DATA LINES:

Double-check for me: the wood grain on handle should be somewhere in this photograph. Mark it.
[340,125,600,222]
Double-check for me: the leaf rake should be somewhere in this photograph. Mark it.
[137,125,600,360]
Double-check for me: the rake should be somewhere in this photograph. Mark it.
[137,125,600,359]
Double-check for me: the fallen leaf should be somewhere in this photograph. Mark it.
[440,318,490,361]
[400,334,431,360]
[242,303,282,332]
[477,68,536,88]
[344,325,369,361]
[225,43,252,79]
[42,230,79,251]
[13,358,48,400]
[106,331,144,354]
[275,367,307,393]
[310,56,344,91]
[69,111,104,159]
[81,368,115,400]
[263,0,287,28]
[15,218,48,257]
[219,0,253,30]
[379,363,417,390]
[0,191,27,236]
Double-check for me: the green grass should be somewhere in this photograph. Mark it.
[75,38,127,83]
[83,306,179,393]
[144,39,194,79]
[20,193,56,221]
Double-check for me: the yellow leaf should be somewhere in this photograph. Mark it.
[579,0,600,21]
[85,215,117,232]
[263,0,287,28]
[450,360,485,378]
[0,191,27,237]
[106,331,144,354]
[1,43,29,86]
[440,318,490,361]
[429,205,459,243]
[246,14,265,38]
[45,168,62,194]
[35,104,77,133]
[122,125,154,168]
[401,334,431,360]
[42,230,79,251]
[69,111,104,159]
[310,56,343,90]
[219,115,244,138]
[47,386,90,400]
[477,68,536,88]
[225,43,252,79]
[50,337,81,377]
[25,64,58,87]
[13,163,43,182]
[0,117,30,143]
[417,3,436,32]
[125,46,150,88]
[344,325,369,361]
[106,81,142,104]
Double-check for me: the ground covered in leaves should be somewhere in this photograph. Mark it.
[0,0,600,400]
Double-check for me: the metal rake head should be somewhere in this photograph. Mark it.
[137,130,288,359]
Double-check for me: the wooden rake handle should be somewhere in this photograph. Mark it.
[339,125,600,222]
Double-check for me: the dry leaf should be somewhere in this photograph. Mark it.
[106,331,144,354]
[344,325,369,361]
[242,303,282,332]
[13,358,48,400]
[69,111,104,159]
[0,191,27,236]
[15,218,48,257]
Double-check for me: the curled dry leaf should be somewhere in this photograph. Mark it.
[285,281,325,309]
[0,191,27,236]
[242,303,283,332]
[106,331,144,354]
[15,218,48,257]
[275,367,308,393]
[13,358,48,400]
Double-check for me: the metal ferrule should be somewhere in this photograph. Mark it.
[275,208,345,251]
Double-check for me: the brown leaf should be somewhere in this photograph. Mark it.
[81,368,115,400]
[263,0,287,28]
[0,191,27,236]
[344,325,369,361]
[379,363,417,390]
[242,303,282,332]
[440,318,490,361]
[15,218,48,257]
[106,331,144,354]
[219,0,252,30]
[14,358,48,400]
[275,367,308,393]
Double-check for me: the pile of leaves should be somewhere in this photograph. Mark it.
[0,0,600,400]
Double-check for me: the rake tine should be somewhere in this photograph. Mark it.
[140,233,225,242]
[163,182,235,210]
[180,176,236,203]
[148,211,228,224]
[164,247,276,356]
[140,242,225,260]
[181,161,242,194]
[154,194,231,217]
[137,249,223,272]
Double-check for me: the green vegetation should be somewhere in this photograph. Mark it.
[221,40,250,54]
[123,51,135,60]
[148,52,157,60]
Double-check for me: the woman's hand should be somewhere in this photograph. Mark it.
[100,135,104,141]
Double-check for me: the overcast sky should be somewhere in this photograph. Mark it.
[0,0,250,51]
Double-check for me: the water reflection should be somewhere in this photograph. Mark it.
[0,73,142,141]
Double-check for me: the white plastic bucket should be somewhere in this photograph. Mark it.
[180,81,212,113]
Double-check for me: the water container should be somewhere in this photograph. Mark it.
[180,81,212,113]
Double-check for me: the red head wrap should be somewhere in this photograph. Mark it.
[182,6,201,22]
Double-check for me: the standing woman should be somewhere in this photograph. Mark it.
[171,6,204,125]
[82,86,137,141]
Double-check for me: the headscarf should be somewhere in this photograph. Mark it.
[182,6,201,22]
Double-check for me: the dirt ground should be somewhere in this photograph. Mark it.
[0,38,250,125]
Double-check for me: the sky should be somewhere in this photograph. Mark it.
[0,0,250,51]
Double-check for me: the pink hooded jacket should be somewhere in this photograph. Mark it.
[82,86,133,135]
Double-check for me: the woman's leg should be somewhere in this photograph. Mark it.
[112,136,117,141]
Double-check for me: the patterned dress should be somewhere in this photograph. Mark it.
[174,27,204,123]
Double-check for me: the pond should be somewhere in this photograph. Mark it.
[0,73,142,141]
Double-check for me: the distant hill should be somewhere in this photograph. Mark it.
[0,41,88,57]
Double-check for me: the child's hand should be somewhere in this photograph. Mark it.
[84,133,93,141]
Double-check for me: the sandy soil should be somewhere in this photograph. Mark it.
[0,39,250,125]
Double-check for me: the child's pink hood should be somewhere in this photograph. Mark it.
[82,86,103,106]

==

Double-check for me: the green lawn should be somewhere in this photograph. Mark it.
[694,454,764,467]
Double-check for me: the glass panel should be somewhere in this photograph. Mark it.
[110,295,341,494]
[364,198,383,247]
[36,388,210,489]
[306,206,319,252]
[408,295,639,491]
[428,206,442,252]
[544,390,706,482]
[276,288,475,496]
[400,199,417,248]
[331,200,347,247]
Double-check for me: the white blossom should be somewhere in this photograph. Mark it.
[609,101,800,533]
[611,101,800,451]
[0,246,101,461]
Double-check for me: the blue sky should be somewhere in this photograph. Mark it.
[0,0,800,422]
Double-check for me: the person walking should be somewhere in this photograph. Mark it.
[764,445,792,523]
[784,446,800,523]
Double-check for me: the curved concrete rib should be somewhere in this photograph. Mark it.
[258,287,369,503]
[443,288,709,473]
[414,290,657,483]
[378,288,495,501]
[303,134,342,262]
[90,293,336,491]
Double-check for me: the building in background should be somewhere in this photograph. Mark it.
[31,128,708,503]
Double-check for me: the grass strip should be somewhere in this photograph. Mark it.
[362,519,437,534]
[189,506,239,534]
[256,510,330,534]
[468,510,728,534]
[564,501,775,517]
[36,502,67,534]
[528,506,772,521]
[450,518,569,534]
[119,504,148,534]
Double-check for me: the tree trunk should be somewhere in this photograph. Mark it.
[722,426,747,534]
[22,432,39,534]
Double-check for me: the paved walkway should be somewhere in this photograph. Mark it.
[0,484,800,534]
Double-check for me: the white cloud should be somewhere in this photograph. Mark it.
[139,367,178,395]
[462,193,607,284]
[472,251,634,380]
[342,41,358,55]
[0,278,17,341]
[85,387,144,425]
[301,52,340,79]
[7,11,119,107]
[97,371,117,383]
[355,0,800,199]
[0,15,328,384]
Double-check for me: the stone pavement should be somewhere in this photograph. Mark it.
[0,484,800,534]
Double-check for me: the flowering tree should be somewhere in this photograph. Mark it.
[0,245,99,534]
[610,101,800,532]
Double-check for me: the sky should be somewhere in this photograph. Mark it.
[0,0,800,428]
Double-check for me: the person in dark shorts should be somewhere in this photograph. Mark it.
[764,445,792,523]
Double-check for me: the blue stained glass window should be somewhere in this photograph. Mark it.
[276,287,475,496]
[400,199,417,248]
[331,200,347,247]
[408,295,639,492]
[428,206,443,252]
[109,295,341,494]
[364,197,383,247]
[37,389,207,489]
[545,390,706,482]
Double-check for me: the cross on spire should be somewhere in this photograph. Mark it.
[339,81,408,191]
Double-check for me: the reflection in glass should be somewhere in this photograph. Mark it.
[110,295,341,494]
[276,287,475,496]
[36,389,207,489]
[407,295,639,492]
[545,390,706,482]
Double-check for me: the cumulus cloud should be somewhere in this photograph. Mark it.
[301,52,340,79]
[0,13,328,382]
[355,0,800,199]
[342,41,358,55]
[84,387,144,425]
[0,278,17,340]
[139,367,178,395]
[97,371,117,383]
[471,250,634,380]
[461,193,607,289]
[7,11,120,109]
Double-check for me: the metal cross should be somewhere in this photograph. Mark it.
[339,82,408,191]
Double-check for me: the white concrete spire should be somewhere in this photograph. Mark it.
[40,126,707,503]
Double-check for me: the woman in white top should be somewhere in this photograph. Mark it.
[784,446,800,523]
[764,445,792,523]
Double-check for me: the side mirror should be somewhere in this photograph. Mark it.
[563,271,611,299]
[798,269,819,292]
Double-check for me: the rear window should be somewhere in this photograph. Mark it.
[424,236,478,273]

==

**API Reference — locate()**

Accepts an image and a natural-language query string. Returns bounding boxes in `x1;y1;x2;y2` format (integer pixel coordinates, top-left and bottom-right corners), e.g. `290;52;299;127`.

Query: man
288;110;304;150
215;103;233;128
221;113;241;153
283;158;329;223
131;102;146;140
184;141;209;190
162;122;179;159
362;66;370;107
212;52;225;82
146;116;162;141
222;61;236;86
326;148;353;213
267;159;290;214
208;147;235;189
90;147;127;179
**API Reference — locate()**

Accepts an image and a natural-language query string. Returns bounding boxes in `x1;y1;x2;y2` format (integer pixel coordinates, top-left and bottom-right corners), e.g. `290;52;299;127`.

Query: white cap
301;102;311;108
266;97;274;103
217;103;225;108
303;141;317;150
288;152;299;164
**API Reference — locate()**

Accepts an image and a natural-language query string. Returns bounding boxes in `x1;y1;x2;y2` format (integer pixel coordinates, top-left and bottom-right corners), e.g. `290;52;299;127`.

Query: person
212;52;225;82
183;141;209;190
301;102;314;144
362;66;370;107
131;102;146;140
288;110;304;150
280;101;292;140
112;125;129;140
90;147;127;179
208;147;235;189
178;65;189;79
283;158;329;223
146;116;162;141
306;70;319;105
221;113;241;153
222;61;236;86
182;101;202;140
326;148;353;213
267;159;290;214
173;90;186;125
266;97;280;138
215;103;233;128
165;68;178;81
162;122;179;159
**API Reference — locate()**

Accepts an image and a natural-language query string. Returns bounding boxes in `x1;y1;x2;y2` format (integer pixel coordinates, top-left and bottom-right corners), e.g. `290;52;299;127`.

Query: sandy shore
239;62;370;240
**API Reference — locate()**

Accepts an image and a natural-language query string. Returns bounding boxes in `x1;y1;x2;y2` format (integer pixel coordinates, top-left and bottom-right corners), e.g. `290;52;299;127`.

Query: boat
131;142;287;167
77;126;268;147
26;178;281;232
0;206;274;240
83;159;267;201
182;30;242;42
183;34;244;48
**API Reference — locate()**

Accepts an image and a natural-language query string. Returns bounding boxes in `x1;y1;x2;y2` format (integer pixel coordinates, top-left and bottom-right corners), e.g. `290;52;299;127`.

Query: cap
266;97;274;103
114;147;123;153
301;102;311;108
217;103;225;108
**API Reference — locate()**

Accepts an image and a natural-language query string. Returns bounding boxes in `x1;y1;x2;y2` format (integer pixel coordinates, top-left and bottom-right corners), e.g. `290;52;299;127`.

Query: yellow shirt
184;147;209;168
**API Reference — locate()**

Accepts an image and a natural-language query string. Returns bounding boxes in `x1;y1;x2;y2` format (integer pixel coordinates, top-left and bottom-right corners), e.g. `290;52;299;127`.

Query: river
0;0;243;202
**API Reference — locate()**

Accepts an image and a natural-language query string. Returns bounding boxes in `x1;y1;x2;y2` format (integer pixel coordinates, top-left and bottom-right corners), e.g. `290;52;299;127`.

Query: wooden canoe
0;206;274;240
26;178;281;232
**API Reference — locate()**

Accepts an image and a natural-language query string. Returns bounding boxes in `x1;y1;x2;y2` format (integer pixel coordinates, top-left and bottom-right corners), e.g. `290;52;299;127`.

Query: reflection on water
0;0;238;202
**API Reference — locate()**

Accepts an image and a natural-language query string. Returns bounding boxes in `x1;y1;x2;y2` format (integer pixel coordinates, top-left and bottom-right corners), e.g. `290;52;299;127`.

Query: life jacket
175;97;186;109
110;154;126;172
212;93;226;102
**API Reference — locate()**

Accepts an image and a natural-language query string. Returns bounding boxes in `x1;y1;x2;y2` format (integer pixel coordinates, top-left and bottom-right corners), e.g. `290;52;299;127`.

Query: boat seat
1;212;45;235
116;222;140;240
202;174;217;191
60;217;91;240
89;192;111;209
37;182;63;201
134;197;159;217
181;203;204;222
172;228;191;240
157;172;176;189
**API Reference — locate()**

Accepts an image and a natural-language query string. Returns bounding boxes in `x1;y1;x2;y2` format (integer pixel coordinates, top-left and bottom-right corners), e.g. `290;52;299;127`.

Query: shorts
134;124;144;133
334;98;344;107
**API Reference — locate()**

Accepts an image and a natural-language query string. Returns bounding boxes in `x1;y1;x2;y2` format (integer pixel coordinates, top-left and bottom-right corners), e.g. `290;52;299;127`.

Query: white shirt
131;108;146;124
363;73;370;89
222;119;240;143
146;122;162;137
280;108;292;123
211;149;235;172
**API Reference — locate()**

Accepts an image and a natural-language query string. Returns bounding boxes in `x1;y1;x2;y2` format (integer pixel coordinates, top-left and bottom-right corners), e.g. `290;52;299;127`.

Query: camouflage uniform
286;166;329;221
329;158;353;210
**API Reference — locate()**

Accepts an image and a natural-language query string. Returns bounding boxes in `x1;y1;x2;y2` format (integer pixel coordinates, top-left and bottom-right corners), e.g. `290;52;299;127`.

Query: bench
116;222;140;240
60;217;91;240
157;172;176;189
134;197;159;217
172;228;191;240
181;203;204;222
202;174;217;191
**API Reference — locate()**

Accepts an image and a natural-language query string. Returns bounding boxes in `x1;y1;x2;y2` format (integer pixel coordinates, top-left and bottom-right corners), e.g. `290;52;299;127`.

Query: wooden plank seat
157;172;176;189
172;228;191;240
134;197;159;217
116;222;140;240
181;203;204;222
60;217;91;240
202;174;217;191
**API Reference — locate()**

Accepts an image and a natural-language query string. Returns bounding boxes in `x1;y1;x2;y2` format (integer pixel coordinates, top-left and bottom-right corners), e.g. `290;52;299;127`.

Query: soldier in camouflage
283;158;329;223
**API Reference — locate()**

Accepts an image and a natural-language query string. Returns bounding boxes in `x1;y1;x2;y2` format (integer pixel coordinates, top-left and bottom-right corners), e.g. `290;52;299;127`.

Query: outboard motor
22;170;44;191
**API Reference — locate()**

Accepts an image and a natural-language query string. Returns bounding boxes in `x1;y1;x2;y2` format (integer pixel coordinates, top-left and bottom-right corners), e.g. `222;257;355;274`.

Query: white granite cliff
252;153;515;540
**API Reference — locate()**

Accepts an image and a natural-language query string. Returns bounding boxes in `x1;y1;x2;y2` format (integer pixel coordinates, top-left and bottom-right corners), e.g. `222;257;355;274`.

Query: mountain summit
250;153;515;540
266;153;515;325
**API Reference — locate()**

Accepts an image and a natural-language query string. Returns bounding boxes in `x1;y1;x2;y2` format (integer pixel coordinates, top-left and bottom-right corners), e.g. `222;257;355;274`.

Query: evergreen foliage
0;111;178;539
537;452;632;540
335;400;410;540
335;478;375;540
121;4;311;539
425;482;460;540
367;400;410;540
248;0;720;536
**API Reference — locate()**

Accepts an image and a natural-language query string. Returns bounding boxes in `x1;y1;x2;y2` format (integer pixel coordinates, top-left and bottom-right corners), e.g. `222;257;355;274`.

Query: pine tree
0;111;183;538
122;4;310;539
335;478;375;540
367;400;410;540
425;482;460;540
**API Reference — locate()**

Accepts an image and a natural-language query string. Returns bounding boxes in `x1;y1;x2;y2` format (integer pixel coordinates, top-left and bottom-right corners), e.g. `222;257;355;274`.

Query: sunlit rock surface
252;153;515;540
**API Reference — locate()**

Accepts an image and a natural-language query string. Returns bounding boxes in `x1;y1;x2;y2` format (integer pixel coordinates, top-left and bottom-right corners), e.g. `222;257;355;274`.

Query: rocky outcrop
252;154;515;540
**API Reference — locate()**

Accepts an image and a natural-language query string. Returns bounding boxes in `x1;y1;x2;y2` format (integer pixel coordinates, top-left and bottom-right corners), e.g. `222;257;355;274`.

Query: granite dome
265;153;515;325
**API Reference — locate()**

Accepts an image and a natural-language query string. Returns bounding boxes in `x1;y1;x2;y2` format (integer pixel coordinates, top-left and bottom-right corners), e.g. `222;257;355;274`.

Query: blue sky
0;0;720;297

GIVEN TASK: Copy out the rows that start at the line containing "Double-check for me: the blue stained" and end after the line containing "[424,236,478,273]", keeping every character the same.

RESULT:
Double-check for me: the blue stained glass window should be somewhere in this photograph. Mark it.
[276,287,475,496]
[400,199,417,248]
[331,200,347,247]
[408,295,639,492]
[428,206,443,252]
[109,295,341,494]
[364,197,383,247]
[37,389,207,489]
[545,390,706,482]
Double-check for me: the cross on spire should be somewhere in this photograph. Mark it.
[339,81,408,191]
Double-check for me: the reflection in glass should be somewhere in this photograph. Mark it.
[110,295,341,494]
[276,287,475,496]
[36,389,207,489]
[407,295,639,492]
[545,390,706,482]
Double-check for me: the cumulus cloud should be somewhere in this photograph. Mark it.
[301,52,340,79]
[0,13,328,382]
[355,0,800,199]
[342,41,358,55]
[84,387,144,425]
[0,278,17,340]
[139,367,178,395]
[97,371,117,383]
[471,250,634,380]
[461,193,607,289]
[7,11,120,109]
Double-check for me: the metal cross should be somewhere in this photograph. Mark it.
[339,82,408,191]
Double-check for me: the white concrete spire should be somewhere in this photograph. Mark it.
[40,126,707,503]
Double-check for me: the woman in white top should be somewhere in this photograph. Mark it.
[784,446,800,523]
[764,445,792,523]
Double-check for me: the side mirror should be somewhere in this photograph. Mark it.
[563,271,611,299]
[798,269,819,292]
Double-check for me: the rear window should be somewhere in this photograph. Mark it.
[424,236,478,273]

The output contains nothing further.